TEXTAUSZUG:
+--

NRW geht an seine Impfreserve
Nach dem Aussetzen der Astrazeneca-Impfungen gibt das Land 150.000 Dosen von Biontech/Pfizer und Moderna frei. Zehntausende Termine für Erzieher und Lehrer aber fallen aus. Die EU-Arzneimittelbehörde prüft die Thrombose-Fälle.
DÜSSELDORF Nachdem der Bund die Impfungen mit dem Mittel von Astrazeneca ausgesetzt hat, fallen auch in Nordrhein-Westfalen Zehntausende Termine für Lehrer und Erzieher aus. „Diese Termine können wir nun nicht mehr machen“, sagte Landesgesundheitsminister Karl-Josef Laumann (CDU). Allein im Impfzentrum Düsseldorf sind 5500 Termine betroffen. „Zunächst werden alle Impftermine bis einschließlich Sonntag vorsorglich abgesagt“, teilte die Landeshauptstadt mit. Zunächst sind nur Erstimpfungen betroffen; Zweitimpfungen mit Astrazeneca stünden erst Ende April an, sagte Laumann. Bis dahin werde man Klarheit haben.

+--

BEREITGESTELLTE DATEN:
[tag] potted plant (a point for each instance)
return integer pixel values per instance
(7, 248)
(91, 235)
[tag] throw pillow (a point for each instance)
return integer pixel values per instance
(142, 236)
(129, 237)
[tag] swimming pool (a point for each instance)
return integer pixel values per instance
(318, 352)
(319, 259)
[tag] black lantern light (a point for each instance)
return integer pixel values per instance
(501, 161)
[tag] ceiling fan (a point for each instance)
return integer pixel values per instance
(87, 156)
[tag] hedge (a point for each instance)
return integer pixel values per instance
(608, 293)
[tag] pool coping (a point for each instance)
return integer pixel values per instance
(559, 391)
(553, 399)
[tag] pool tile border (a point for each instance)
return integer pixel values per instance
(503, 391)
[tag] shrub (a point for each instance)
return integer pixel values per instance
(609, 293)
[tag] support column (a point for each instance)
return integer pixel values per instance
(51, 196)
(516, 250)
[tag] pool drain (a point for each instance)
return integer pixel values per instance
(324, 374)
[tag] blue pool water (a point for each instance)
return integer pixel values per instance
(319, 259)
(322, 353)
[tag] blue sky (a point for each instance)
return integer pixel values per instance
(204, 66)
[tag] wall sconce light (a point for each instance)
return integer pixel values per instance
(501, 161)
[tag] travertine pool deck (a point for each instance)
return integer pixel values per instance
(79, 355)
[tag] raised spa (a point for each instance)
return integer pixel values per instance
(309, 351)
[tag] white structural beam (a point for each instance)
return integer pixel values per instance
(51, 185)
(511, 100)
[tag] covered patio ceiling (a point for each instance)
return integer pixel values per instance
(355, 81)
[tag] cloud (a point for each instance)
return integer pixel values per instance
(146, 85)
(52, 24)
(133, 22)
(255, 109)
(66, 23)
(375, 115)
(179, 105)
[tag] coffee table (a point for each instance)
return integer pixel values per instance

+--

ZU ERSTELLEN:
Schreiben Sie aus dem Textauszug den Abschnitt von „DÜSSELDORF Nachdem der“ bis „man Klarheit haben.“ wortgetreu ab. Stützen Sie sich allein auf den Textauszug.

SCHRIFTLICHE LÖSUNG:
DÜSSELDORF Nachdem der Bund die Impfungen mit dem Mittel von Astrazeneca ausgesetzt hat, fallen auch in Nordrhein-Westfalen Zehntausende Termine für Lehrer und Erzieher aus. „Diese Termine können wir nun nicht mehr machen“, sagte Landesgesundheitsminister Karl-Josef Laumann (CDU). Allein im Impfzentrum Düsseldorf sind 5500 Termine betroffen. „Zunächst werden alle Impftermine bis einschließlich Sonntag vorsorglich abgesagt“, teilte die Landeshauptstadt mit. Zunächst sind nur Erstimpfungen betroffen; Zweitimpfungen mit Astrazeneca stünden erst Ende April an, sagte Laumann. Bis dahin werde man Klarheit haben.